---------- 本文

衆議院議員の加藤紘一氏は、「小泉政権が進めた市場原理主義により『医療、労働、福祉、教育』の分野で次々と自由化政策を進めた結果、所得の格差は拡大し、豊かな人でなければ教育や医療を受けられない社会が出現した。構造改革に追いつけない地方経済は疲弊し、他者を思いやり、コミュティを大切にするという文化まで失われる傾向にある」と述べています。

確かに小泉政権の5年間で所得格差、教育格差が進み、人々は将来に向けて焦燥感と不安感をもっています。石川啄木の「はたらけど はたらけど猶(なほ)わが生活(くらし)楽にならざり ぢっと手を見る」という心境で、これからの生活に不安を感じている人は多いと思います。
小泉政権の時代に、彼は「日本には、5%のエリートだけいればよい。後の95%はエリートの手足となって働けばよい」と言ったと聞いたことがあります。彼は、祖父、父とも大臣となった裕福な家庭で政治家になるべくして生まれ、育ってきた人です。

そのような人が総理大臣となった時に、数値では測れない他者を理解しようとする想像力がなければ、弱者(すなわち、地方行政、失業者、高齢者、子ども、障碍者など)に対して理解をしようとする姿勢がないのは当然のことでした。そのことをどれだけの人が理解しているのでしょうか? 今日TVの情報番組で「安倍首相の次に望む首相は?」という問いに対して、小泉氏を上げた人が一番多かった、ということが言われていましたが、これだけいろいろな分野に格差が出てしまった政治を行った人に対して批判の気持ちや、選択してしまった後悔はないのでしょうか? ちょっと髪がカールしたロマンスグレー(古い?)で、痩身でおしゃれな服装をする外見だけの人間で、、庶民に分かりやすくても中味のない話をする人間を見抜けないのでしょうか?

--------------------

課題 1
本文について、次の(a)〜(c)がそれぞれ内容と合っているかを「はい」か「いいえ」で答え、判断の根拠となる本文の語句をそのまま引用してください。(a) 加藤紘一氏は衆議院議員である。(b) 小泉氏の祖父と父はどちらも大臣になった。(c) TVの情報番組で、安倍首相の次に望む首相として小泉氏を挙げた人は二番目に多かった。
課題 2
本文の「衆議院議員の加藤紘一氏は、「」から「傾向にある」と述べています。」までの部分(両端を含む)を、「地方経済」を「地域経済」に差し替えて書き出してください。
課題 3
本文では、括弧内で「弱者」の例として何が挙げられていますか。
ここに続くデータは、本文とは別の資料です。

---------- 抽出データ

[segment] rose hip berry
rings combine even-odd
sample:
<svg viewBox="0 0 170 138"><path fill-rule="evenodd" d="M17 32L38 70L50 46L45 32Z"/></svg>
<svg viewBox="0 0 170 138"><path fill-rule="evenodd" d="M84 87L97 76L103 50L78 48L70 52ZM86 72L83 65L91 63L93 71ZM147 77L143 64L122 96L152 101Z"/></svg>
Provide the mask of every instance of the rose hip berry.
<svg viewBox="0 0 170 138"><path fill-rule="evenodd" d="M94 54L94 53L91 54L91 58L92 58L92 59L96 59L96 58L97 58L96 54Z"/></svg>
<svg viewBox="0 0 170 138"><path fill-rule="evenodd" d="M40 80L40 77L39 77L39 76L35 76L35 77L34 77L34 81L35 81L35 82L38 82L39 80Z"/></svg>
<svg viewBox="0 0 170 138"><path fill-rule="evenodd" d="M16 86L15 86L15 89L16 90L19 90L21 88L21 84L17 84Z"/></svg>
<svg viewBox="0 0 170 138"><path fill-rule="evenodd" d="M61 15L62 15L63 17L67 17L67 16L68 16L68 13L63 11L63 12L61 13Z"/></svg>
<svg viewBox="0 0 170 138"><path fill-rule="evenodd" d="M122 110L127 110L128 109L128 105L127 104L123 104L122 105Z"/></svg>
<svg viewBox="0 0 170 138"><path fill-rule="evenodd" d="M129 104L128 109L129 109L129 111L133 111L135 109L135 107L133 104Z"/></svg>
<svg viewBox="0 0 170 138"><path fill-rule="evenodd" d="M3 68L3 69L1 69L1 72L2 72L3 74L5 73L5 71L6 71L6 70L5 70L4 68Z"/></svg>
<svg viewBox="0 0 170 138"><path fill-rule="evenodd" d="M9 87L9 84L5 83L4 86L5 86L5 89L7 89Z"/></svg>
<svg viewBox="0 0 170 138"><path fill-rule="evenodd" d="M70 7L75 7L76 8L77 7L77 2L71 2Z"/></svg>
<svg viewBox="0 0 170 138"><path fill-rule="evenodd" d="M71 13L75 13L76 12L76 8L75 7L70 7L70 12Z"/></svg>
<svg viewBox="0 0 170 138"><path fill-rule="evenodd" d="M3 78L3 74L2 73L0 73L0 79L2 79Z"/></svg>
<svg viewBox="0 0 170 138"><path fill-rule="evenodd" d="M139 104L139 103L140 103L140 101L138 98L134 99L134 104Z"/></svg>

--------------------

解答 1
(a) はい。「衆議院議員の加藤紘一氏は」
(b) はい。「祖父、父とも大臣となった」
(c) いいえ。「小泉氏を上げた人が一番多かった」

解答 2
衆議院議員の加藤紘一氏は、「小泉政権が進めた市場原理主義により『医療、労働、福祉、教育』の分野で次々と自由化政策を進めた結果、所得の格差は拡大し、豊かな人でなければ教育や医療を受けられない社会が出現した。構造改革に追いつけない地域経済は疲弊し、他者を思いやり、コミュティを大切にするという文化まで失われる傾向にある」と述べています。

解答 3
地方行政、失業者、高齢者、子ども、障碍者などが挙げられています。